*Document:*
_ _ _ _

Figure 6 presents the performance of the DW oscillator for the spoken digit recognition task. Data are shown for 64, 128, 256, 512 and 1024 output weights, with higher numbers of weights representing higher-resolution sub-sampling of the reservoir output. The best performance was obtained for the maximum number of weights, i.e. where the dimension of \({\mathbf {X}}_n\) was equal to the input samples provided to the reservoir. Increased numbers of weights provided more temporal information to the output perceptrons, i.e when 1024 weights were used the whole of the input spectrogram had been collected after being transformed by the reservoir. Under these optimal conditions the classification accuracy was in excess of 90%, compared to 83% when the input data was passed directly to the linear readout layer (i.e the reservoir was bypassed). These results were broadly comparable to recent demonstrations of speech recognition with spin-torque oscillators, where an accuracy of 65.2% was obtained with spectrogram pre-processing, albeit on a different dataset (TI-46)35. With a lower number of weights the task was more challenging since the reservoir had to rely on its own fading memory to provide a temporal ‘mixing’ of the inputs to improve the information supplied to the readout layer. Since we found the performance decreased significantly with a decrease in the number of weights, the fading memory of the reservoir was likely to have been only a few input steps.

Figure 6
figure 6

The dependence of the spoken digits recognition rate as a function of the amplitude of the input signal, \(\Delta H\). Graph (a) shows the dependence at different number of weights where the amplitude of the driving field, \(H_0\), is kept constant at \({1000}\,\text {A/m}\) and graph (b) show the same dependence for different values of \(H_0\) at 1024 weights.

_ _ _ _

(Data drawn from a collection)
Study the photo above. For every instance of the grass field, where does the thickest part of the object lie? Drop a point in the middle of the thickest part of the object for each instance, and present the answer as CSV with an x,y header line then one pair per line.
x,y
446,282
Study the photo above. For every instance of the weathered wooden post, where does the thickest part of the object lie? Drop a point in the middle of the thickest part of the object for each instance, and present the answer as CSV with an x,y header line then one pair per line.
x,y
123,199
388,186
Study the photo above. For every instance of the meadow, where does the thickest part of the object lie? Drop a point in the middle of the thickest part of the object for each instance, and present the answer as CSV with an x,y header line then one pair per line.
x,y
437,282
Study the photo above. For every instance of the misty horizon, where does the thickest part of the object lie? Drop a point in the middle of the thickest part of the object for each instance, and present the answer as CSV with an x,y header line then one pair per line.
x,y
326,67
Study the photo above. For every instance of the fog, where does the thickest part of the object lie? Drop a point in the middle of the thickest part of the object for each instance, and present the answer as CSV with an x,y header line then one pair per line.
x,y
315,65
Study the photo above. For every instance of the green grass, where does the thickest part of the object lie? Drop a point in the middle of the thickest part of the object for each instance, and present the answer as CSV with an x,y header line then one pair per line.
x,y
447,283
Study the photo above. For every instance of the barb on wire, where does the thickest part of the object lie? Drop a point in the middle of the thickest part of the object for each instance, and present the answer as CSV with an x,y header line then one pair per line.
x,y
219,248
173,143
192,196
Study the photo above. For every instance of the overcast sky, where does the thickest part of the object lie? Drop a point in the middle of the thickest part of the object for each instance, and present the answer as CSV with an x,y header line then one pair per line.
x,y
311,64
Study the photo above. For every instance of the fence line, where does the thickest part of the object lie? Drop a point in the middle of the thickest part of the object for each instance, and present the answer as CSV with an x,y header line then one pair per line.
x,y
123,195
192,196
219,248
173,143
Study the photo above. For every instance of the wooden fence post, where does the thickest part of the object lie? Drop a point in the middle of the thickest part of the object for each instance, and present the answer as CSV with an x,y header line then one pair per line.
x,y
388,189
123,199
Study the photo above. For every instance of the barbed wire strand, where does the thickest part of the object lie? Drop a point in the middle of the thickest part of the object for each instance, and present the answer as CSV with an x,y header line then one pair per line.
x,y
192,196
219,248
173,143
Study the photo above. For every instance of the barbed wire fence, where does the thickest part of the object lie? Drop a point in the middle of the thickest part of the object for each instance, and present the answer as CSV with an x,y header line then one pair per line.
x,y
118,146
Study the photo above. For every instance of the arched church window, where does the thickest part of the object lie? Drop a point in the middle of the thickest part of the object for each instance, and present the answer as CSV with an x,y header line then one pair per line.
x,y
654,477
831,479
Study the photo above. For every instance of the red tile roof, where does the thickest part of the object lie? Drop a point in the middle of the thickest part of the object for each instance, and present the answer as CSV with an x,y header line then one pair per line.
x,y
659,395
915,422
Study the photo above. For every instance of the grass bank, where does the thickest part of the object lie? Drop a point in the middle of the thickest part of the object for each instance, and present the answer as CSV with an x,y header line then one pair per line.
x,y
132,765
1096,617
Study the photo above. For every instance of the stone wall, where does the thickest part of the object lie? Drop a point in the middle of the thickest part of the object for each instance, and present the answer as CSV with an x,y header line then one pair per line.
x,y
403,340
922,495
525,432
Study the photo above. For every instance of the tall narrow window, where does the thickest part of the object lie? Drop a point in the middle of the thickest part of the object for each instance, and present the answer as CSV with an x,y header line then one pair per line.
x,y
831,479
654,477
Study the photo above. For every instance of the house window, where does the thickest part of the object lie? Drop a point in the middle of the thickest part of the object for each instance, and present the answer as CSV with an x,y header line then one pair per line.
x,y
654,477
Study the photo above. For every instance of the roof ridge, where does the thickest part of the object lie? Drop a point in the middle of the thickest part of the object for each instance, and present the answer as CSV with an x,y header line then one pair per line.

_ _ _ _

*Task details:*
Reproduce the whole spoken digit recognition passage above, word for word.

*Output of the task:*
Figure 6 presents the performance of the DW oscillator for the spoken digit recognition task. Data are shown for 64, 128, 256, 512 and 1024 output weights, with higher numbers of weights representing higher-resolution sub-sampling of the reservoir output. The best performance was obtained for the maximum number of weights, i.e. where the dimension of \({\mathbf {X}}_n\) was equal to the input samples provided to the reservoir. Increased numbers of weights provided more temporal information to the output perceptrons, i.e when 1024 weights were used the whole of the input spectrogram had been collected after being transformed by the reservoir. Under these optimal conditions the classification accuracy was in excess of 90%, compared to 83% when the input data was passed directly to the linear readout layer (i.e the reservoir was bypassed). These results were broadly comparable to recent demonstrations of speech recognition with spin-torque oscillators, where an accuracy of 65.2% was obtained with spectrogram pre-processing, albeit on a different dataset (TI-46)35. With a lower number of weights the task was more challenging since the reservoir had to rely on its own fading memory to provide a temporal ‘mixing’ of the inputs to improve the information supplied to the readout layer. Since we found the performance decreased significantly with a decrease in the number of weights, the fading memory of the reservoir was likely to have been only a few input steps.

Figure 6
figure 6

The dependence of the spoken digits recognition rate as a function of the amplitude of the input signal, \(\Delta H\). Graph (a) shows the dependence at different number of weights where the amplitude of the driving field, \(H_0\), is kept constant at \({1000}\,\text {A/m}\) and graph (b) show the same dependence for different values of \(H_0\) at 1024 weights.